▶ [Your tasks]
1) On the Picture of Light page, who is credited with the music?
2) Please list everyone credited with camera work on the Picture of Light page.
3) Decide whether each statement agrees with the Picture of Light page, answering yes or no and quoting the words that settle it: (a) Peter Mettler edited the film by himself. (b) Dr. Don Lind appears in the film in connection with outer space. (c) The film was shown at the Semaine de la Critique in Locarno in 1994.

━━━ Provided text

Picture of Light

Semaine de la Critique Locarno 1994

Picture of Light
CA/CH 1994 83'

Director: Peter Mettler
Script: Peter Mettler
Camera: Peter Mettler, Gerald Packer, Mark Cyre
Sound: Leon Johnson, Gaston Kyriazi
Editing:: Peter Mettler, Mike Munn
Music:: Jim O'Rourke
Production:: Grimthorpe Film

Peter Mettler 1994 83'

We live in a time where things do not seem to exist if they are not captured as an image.

But if you look into darkness you may see the lights of your own retina -- not unlike the Northern Lights, not unlike the movements of thought. Like a shapeless accumulation of everything we have ever seen. Before science explained, the Northern Lights were interpreted as visions, prophecies, spirits -- a trigger for the imagination -- images provided by nature framed by no less than the universe itself.

...aurora borealis...the lights with no bodies, pouring colours from the sky...a film exploring the capture of images from nature, images more special than any special effect...

Appearing in the film: Andreas Züst, (Snowdrift sculptor), Charles Bagnall (“It's in the hands of God”), Steve Bosnjak (Motel Owner), Gavin Conner (rifle man), Alex Ouskun/Flora S.N. Beardy (“His grandfather said…”), Gerald Packer (“ It's a little deep over here”), Ed Bazlik (“They're greenish…”), Father Kees Verspeek (“ They remind me of the wartime”), Dr. Don Lind (Outer space), Hugh Haqpi (Lost in the storm), Dr. Alex Tolton (Frostbite evaluation), Joseph Natakok (The Inuk elder) Brian Ladoon (Dog trainer), Atlas I Mission STS 45 Crew

"PICTURE OF LIGHT has the narrative innovation and esthetic brilliance of a good drama. Hypnotic displays of the aurora borealis...are the gold at the end of Mettler's rainbow, but getting there is more than half the fun. The film is an existential meditation on snow and space and cold, undercut by an absurdist wit... Mettler goes to a world where cameras freeze and tries to film nothingness, unbroken patterns of land and sky. He achieves amazing results. In the context of Canadian cinema, where characters often live in uneasy tension with their environment, for once there is no contest: the weather wins, hands down.”

━━━━━━
━━━ Data extracts

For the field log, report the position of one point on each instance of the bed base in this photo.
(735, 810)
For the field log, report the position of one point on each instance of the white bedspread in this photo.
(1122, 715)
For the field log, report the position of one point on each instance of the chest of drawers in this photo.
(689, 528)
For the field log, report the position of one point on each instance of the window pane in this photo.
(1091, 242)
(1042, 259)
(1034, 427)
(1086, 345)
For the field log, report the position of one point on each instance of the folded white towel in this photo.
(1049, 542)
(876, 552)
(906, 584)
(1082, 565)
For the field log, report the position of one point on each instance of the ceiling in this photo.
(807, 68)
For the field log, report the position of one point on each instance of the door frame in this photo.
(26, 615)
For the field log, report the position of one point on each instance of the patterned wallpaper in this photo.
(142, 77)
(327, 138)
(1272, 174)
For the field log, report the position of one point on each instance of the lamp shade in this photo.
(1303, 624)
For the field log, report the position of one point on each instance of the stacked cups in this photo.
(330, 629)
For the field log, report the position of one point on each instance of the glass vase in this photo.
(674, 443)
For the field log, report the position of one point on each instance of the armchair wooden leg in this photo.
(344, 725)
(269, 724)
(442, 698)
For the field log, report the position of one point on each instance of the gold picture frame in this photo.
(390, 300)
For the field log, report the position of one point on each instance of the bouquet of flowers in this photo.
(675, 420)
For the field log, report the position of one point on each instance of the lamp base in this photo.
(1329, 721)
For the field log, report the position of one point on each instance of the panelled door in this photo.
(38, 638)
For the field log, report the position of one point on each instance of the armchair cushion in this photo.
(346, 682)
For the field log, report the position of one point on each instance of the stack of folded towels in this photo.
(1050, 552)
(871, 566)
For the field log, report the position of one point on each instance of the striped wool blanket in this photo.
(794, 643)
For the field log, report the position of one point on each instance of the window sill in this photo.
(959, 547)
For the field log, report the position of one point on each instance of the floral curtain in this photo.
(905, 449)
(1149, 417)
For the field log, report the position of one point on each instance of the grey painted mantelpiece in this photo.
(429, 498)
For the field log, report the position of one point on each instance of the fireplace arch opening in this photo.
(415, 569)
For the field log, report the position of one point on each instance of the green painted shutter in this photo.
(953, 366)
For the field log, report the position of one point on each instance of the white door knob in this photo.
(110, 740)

━━━━━━

▶ [Numbered responses]
1) Jim O'Rourke

2) Peter Mettler, Gerald Packer, Mark Cyre

3)
(a) No: "Editing:: Peter Mettler, Mike Munn"
(b) Yes: "Dr. Don Lind (Outer space)"
(c) Yes: "Semaine de la Critique Locarno 1994"